-------- Records for this exercise
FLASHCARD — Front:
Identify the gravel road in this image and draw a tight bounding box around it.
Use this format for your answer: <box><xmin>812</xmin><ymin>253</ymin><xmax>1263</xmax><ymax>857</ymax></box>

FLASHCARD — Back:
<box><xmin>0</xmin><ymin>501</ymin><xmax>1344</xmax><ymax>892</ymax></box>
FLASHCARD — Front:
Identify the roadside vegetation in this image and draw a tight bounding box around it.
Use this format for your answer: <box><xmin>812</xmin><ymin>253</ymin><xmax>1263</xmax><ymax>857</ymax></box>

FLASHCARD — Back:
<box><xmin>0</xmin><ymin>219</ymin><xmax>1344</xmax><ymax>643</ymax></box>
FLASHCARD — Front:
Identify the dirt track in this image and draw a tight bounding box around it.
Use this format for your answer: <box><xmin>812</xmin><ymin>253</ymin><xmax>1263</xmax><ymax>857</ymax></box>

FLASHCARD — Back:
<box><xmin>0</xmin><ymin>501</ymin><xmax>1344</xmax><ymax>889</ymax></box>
----------------
Work to be completed – Please select each line in the rows above that contains the word "bounding", and copy those lines out.

Exercise answer –
Identify the gravel road in this image and draw a tight bounding box around it.
Identify the roadside vegetation in this image and draw a tight bounding box around it.
Identify the dirt track in this image and draw a tight bounding box around it.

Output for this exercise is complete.